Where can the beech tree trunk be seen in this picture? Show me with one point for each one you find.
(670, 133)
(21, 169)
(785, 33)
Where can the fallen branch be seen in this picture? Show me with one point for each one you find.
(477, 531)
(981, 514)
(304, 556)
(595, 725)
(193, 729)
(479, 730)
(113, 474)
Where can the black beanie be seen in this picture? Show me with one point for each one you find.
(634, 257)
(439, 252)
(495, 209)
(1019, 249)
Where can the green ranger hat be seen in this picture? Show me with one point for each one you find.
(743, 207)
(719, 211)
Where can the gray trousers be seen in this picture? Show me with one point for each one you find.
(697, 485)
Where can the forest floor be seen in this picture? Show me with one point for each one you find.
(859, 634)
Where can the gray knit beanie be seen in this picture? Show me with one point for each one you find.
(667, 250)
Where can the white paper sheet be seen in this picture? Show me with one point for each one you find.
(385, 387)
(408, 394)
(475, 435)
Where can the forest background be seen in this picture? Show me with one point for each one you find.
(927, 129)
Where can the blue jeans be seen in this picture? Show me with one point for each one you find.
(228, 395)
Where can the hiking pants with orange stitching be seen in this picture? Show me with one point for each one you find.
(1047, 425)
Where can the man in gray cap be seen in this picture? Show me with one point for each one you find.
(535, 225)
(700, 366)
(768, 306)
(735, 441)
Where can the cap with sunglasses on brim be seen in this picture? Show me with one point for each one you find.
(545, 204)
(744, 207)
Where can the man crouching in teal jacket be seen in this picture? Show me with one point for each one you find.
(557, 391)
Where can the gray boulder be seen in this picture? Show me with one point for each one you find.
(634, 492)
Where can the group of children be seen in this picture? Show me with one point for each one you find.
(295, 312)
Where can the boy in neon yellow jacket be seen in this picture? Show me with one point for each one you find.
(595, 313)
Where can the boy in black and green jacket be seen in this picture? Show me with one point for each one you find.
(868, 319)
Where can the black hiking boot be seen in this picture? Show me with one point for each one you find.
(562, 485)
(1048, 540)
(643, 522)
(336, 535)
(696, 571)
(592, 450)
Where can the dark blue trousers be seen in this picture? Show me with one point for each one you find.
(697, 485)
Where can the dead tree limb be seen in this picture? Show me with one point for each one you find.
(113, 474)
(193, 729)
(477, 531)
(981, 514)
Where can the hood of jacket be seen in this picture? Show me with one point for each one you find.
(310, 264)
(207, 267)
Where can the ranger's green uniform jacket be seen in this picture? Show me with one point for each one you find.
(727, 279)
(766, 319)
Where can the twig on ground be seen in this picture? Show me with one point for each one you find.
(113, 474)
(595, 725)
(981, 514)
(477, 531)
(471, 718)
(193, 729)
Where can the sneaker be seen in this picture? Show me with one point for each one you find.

## [GOAL OF THE EXERCISE]
Reproduce the listing above, swapping every "beanie" for "toque" and leaving all other text unchanged.

## [OUTPUT FOR THIS EXERCISE]
Where can the beech tree trunk be seen in this picture? Show me with one point for each one you find.
(670, 133)
(21, 169)
(785, 33)
Where can the fallen branch be seen in this picture? Show me with one point for each one you find.
(477, 531)
(981, 514)
(304, 556)
(595, 725)
(193, 729)
(479, 730)
(113, 474)
Where can the black toque be seen in this picture? Show me with one point for each one you find.
(634, 257)
(439, 252)
(495, 209)
(1019, 249)
Where can the green ranger hat be seen in this picture? Show me with one point for each one you find.
(743, 207)
(719, 211)
Where can the gray trousers be seen in this picture? Show me with one point for each one you find.
(697, 485)
Where can the forest floor be seen in this picture? Show me with one point for each one you find.
(859, 634)
Where can the gray knit toque be seen in this picture? Show me with one point for each one you find.
(667, 250)
Where can the white paper sheet be seen in this picture? Show me with one point for each one you find.
(385, 387)
(408, 394)
(475, 435)
Where can the forest background be seen in this picture? Show me with one point for each one you find.
(927, 129)
Where can the blue jeans be seen in this picture? Show me with one point for each one you find.
(228, 395)
Where can the hiking pants with orange stitching be seen in this picture? Show me with one point for each one you find.
(1047, 425)
Where can the man in gray cap be seen in this picture? Show me with one point for each one you find.
(535, 225)
(700, 366)
(768, 306)
(735, 441)
Where can the cap with sunglasses on brim be seen in this picture? Show me with one point for each one you find.
(545, 204)
(744, 207)
Where can the man crouching in teal jacket be seen in this picture? Show me with one point for each one you find.
(557, 391)
Where can the gray boulder be seen in this picture? Show me with one point for each one you find.
(634, 492)
Where can the group of children be seen in this picture? Show me with one point for each one you find.
(295, 312)
Where can the boy in neon yellow jacket be seen in this picture? Show me with one point for each one you find.
(595, 313)
Where can the boy in black and green jacket be seen in this picture? Show me with one point for each one you find.
(868, 319)
Where can the black hiking boot be seen in this picture? Show me with one point for each one you find.
(562, 485)
(1048, 540)
(643, 522)
(336, 535)
(696, 571)
(592, 450)
Where can the dark blue trousers be seen in this picture? Show me with one point for each one you find.
(697, 485)
Where can the dead tree limb be seen in this picture? Show me with one point for each one you find.
(113, 474)
(193, 729)
(477, 531)
(981, 514)
Where can the hood of jacket be seen in this picture? Show me with one point for each one you find.
(310, 264)
(207, 267)
Where can the ranger's green uniform jacket be seen in this picture? Show me with one point for each one you find.
(727, 279)
(766, 319)
Where can the twig on ground be seen in this picture? Show me with one point for each one you find.
(113, 474)
(595, 725)
(981, 514)
(477, 531)
(471, 718)
(193, 729)
Where can the sneaker be seen in this picture? Show me with one point for each one you find.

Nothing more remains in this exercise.